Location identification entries
══════════

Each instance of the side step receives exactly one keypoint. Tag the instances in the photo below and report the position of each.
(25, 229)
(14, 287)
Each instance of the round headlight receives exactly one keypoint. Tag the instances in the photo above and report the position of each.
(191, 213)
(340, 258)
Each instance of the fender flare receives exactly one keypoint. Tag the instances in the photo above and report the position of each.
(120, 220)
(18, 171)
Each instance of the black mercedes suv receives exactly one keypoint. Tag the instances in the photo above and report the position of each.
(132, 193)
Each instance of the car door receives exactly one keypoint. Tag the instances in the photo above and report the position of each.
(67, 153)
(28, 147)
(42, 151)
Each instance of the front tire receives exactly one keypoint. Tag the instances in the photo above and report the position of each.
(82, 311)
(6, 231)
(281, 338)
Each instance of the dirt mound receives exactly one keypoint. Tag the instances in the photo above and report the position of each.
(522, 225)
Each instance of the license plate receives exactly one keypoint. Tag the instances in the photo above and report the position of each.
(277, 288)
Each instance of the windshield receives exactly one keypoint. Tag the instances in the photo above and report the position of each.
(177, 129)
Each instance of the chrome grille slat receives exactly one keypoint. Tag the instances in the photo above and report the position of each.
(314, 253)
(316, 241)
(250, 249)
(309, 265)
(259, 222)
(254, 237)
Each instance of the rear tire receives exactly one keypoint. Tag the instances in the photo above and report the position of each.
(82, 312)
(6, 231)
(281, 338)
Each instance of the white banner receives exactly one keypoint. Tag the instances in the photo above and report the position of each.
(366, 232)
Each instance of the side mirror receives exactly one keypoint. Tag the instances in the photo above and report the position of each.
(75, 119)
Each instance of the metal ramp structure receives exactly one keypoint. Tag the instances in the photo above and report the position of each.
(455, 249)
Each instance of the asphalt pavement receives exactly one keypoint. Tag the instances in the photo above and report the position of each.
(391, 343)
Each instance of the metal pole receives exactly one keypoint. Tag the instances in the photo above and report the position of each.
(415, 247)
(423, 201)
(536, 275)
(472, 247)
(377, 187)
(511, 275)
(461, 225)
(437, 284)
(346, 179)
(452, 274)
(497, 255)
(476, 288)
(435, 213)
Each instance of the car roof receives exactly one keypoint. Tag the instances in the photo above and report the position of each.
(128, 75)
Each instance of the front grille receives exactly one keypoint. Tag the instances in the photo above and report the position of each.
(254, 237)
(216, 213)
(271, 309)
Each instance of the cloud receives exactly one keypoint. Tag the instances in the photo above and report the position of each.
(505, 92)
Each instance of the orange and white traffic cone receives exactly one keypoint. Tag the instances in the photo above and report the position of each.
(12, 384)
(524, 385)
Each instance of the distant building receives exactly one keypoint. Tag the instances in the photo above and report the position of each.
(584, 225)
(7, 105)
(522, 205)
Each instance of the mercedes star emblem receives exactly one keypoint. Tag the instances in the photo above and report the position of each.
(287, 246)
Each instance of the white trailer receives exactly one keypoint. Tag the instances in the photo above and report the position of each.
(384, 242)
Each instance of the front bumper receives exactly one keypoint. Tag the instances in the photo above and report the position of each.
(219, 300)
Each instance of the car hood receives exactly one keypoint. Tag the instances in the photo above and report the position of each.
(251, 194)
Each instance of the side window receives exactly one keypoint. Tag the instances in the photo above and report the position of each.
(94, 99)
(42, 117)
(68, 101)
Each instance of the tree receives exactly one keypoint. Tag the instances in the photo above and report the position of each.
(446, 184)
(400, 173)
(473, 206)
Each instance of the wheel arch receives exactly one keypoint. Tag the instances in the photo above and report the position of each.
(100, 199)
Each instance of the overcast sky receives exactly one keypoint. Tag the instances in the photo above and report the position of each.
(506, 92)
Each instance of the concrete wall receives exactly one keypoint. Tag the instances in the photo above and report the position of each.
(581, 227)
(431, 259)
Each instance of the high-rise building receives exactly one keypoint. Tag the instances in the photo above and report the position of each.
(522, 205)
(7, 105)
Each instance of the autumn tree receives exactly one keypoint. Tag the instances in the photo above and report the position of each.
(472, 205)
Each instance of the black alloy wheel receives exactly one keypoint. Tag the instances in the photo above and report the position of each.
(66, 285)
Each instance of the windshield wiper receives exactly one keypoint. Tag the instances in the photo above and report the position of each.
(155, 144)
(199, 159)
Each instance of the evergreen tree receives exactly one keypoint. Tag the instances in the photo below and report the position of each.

══════════

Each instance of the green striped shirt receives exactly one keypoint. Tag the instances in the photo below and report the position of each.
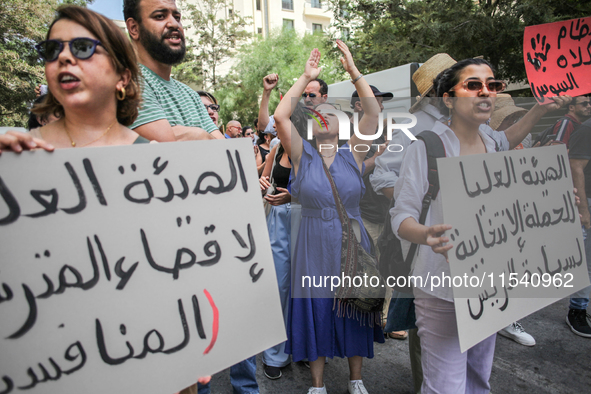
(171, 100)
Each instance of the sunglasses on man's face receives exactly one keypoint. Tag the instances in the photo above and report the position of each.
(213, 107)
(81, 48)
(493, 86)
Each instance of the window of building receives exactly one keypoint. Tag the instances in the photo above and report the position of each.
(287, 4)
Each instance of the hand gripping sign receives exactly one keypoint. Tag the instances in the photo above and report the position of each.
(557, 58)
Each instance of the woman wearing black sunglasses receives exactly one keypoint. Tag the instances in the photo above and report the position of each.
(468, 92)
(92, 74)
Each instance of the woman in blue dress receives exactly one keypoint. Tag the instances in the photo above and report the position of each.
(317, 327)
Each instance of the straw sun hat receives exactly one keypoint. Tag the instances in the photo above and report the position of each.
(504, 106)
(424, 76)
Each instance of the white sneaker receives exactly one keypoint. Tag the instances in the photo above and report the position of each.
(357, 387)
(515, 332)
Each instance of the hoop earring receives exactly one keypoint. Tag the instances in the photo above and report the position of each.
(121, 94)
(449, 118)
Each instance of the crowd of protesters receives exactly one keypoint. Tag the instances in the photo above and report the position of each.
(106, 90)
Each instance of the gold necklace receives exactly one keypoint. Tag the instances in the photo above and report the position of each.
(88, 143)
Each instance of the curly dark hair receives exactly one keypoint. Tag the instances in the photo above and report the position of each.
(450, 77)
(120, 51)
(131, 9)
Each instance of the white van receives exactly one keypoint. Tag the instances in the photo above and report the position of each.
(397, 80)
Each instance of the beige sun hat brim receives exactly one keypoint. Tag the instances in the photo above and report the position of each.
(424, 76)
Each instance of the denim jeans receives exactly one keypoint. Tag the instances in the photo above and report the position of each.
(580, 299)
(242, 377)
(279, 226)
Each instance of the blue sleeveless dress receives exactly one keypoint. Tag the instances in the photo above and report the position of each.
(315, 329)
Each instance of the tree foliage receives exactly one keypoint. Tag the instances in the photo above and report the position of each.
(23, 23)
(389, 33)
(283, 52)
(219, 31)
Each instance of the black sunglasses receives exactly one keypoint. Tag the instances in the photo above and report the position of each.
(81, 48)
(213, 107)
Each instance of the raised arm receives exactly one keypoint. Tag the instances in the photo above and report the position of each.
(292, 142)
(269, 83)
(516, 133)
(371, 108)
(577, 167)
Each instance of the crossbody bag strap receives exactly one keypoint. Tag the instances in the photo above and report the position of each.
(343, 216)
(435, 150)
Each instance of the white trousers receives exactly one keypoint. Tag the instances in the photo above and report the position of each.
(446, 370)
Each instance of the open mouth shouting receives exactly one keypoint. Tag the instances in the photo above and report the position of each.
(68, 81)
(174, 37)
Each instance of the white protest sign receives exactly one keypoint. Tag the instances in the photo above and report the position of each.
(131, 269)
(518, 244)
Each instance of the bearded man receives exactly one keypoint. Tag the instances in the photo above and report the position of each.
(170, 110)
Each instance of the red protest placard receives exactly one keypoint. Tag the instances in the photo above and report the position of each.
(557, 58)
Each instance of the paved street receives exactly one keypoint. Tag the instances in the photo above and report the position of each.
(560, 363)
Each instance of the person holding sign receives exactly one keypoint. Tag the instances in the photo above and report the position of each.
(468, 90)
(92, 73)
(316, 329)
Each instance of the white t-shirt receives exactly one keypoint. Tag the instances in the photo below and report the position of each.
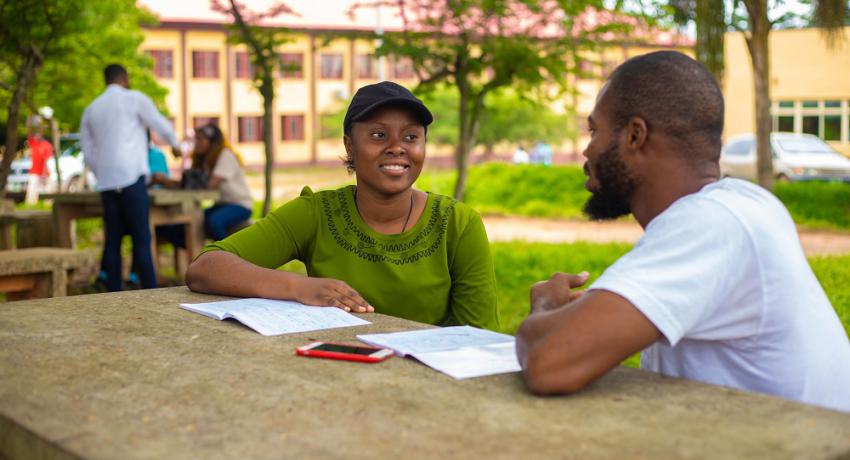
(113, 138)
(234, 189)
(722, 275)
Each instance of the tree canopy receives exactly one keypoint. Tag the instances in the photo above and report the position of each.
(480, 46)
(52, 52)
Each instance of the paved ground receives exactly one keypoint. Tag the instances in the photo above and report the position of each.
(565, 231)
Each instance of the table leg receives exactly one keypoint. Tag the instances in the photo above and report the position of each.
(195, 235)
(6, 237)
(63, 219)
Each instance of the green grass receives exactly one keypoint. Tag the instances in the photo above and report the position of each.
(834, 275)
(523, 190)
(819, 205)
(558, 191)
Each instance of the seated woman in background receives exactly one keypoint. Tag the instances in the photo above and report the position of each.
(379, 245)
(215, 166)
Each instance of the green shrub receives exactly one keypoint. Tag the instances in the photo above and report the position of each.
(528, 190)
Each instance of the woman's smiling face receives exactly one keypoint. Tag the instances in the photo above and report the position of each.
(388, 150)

══════════

# Instructions to follow
Pull out each line above that contains the word "mercedes", copying every such line in full.

# Completed task
Each instance of the black mercedes suv receives exactly one keypoint. Tag the instances in the photo above and report the position of each.
Each instance of the mercedes star emblem receives exactly one keypoint. Tag the instances in the photo above and report the position of each.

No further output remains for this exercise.